▶ _SET EXERCISE_:
Turn every line of the listing below into a row of a Markdown table with the columns "No." and "Line", numbering the rows in order and skipping blank lines. Omit the pictures from the table.

+++ EXERCISE MATERIALS +++

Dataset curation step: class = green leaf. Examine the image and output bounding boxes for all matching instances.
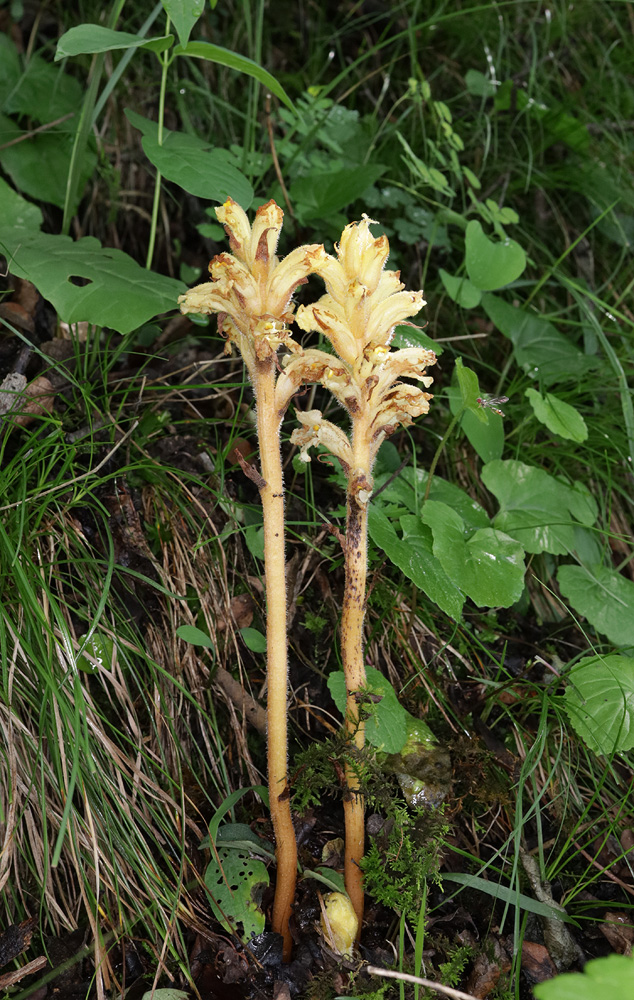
[454,357,478,412]
[0,230,186,333]
[205,847,269,941]
[55,24,174,62]
[125,108,253,211]
[525,389,588,444]
[439,267,482,309]
[240,628,266,653]
[161,0,205,45]
[174,42,295,110]
[368,504,464,621]
[422,500,525,608]
[0,115,97,209]
[176,625,214,649]
[2,49,84,120]
[328,667,408,753]
[465,219,526,291]
[0,32,22,107]
[391,325,444,357]
[464,69,497,97]
[564,652,634,757]
[557,565,634,646]
[141,986,189,1000]
[302,868,347,896]
[0,177,44,233]
[75,632,114,674]
[442,872,576,928]
[482,295,598,386]
[214,823,275,861]
[533,955,634,1000]
[482,459,597,555]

+++

▶ _FINAL ANSWER_:
| No. | Line |
|---|---|
| 1 | Dataset curation step: class = green leaf. Examine the image and output bounding boxes for all matching instances. |
| 2 | [454,357,478,412] |
| 3 | [0,230,186,333] |
| 4 | [205,847,269,941] |
| 5 | [55,24,174,62] |
| 6 | [125,108,253,211] |
| 7 | [525,389,588,444] |
| 8 | [439,267,482,309] |
| 9 | [240,628,266,653] |
| 10 | [161,0,205,45] |
| 11 | [174,42,295,110] |
| 12 | [368,504,464,621] |
| 13 | [422,500,525,608] |
| 14 | [0,115,97,209] |
| 15 | [176,625,214,649] |
| 16 | [2,49,84,120] |
| 17 | [328,667,408,753] |
| 18 | [465,219,526,291] |
| 19 | [0,32,22,107] |
| 20 | [391,325,444,357] |
| 21 | [464,69,497,97] |
| 22 | [564,652,634,757] |
| 23 | [557,565,634,646] |
| 24 | [141,986,189,1000] |
| 25 | [302,868,347,896] |
| 26 | [0,177,44,233] |
| 27 | [75,632,114,674] |
| 28 | [442,872,576,928] |
| 29 | [482,295,598,386] |
| 30 | [214,823,275,861] |
| 31 | [533,955,634,1000] |
| 32 | [482,459,597,555] |